-1

I'm using RStudio Version 1.0.153.

I have a folder of approximately 30 PDFs. I would like to convert them to respective objects in R as character strings. I already have the pdftools package and it successfully converts to objects, I'm just looking for a way for it to iteratively go through a list of PDFs in a folder to automatically assign to its respective variable.

For example if I have 30 pdfs named as "P1.pdf, P2.pdf, P3.pdf.... P30.pdf," how do I get R to convert them all to text using pdftools so that they are their own respective R objects called P1, P2, P3.... P3?

Thanks a ton.

I've been learning so much on here!

Meera

MeeraWhy
  • 93
  • 6
  • Have you tried anything yourself? Please look at [this](https://stackoverflow.com/questions/5963269/how-to-make-a-great-r-reproducible-example) and consider editing your question to reflect additional info. Generally, people here expect questions to show some effort, as the site is not intended to just write code for people who need help. – shea Oct 10 '17 at 02:17
  • I'm a beginner and I've tried a few things and I'm obviously new to this. I did not post this to have someone write code for me and your comment/s are presumptuous in this regard. I'm still having trouble figuring out how to write iterative code and was asking for help. – MeeraWhy Oct 10 '17 at 09:30
  • I am not presuming anything, that's why I asked you what you did. A lot of new users get the "Welcome to SO, please read . My first comment was nothing different than a lot of first time users get from other more experienced user here. I did not downvote your question, someone else voted it down, probably because of what I pointed out in my comment. My comment was intended to be constructive, sorry you didn't take it that way. If you show your attempted work, someone can point out where you need help and make suggestions for improvement. – shea Oct 10 '17 at 12:58

1 Answers1

-1

This could work:

pdf_operations <- function{
... #using whatever operations you may have 
}

fnames <- dir(".//PDF Files/", pattern = "\\.pdf")

Directive: Reproduce the forum thread on converting a folder of PDFs into separate R objects in full, word for word.

Provided records:
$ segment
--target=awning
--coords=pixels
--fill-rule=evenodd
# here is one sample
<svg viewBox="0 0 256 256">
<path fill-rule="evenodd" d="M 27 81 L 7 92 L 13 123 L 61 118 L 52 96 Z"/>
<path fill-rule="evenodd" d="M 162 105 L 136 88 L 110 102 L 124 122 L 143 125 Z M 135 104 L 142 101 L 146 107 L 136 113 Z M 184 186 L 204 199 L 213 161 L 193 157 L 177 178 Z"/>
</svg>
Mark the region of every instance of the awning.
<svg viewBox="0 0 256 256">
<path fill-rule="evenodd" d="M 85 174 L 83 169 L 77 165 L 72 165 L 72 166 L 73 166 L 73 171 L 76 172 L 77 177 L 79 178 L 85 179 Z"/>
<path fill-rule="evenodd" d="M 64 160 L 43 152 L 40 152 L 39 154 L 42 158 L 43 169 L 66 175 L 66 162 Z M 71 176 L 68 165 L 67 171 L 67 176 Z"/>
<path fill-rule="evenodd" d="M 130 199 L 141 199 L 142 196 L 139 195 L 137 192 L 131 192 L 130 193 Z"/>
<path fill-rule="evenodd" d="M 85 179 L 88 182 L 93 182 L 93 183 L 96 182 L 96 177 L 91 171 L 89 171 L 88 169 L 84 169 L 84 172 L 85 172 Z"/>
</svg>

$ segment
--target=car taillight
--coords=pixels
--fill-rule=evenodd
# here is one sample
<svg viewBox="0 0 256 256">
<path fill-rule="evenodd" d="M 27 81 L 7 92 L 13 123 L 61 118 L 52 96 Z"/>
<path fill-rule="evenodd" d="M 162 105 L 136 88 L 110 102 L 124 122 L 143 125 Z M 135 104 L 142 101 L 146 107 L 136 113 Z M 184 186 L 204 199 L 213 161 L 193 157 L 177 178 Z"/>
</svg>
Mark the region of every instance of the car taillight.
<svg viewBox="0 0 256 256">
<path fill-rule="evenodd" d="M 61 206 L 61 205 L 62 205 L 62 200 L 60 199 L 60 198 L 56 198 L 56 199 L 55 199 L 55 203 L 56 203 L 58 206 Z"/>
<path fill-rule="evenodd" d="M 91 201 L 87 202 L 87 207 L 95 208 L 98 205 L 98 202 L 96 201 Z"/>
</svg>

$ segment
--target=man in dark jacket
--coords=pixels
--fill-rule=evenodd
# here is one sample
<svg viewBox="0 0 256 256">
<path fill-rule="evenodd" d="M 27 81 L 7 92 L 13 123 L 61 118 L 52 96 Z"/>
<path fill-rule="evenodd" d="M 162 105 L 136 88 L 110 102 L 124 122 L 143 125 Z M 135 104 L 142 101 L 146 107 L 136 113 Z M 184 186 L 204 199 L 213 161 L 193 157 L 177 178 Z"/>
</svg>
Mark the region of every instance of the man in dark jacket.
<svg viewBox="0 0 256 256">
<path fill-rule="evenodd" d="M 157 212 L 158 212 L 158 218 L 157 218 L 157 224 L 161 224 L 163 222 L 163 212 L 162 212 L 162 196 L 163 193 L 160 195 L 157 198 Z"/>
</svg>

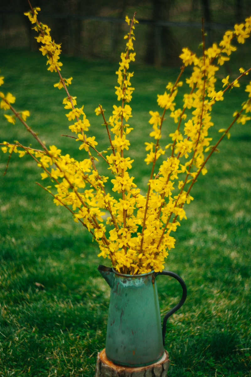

Finished exercise:
-1

I'm using RStudio Version 1.0.153.

I have a folder of approximately 30 PDFs. I would like to convert them to respective objects in R as character strings. I already have the pdftools package and it successfully converts to objects, I'm just looking for a way for it to iteratively go through a list of PDFs in a folder to automatically assign to its respective variable.

For example if I have 30 pdfs named as "P1.pdf, P2.pdf, P3.pdf.... P30.pdf," how do I get R to convert them all to text using pdftools so that they are their own respective R objects called P1, P2, P3.... P3?

Thanks a ton.

I've been learning so much on here!

Meera

MeeraWhy
  • 93
  • 6
  • Have you tried anything yourself? Please look at [this](https://stackoverflow.com/questions/5963269/how-to-make-a-great-r-reproducible-example) and consider editing your question to reflect additional info. Generally, people here expect questions to show some effort, as the site is not intended to just write code for people who need help. – shea Oct 10 '17 at 02:17
  • I'm a beginner and I've tried a few things and I'm obviously new to this. I did not post this to have someone write code for me and your comment/s are presumptuous in this regard. I'm still having trouble figuring out how to write iterative code and was asking for help. – MeeraWhy Oct 10 '17 at 09:30
  • I am not presuming anything, that's why I asked you what you did. A lot of new users get the "Welcome to SO, please read . My first comment was nothing different than a lot of first time users get from other more experienced user here. I did not downvote your question, someone else voted it down, probably because of what I pointed out in my comment. My comment was intended to be constructive, sorry you didn't take it that way. If you show your attempted work, someone can point out where you need help and make suggestions for improvement. – shea Oct 10 '17 at 12:58

1 Answers1

-1

This could work:

pdf_operations <- function{
... #using whatever operations you may have 
}

fnames <- dir(".//PDF Files/", pattern = "\\.pdf")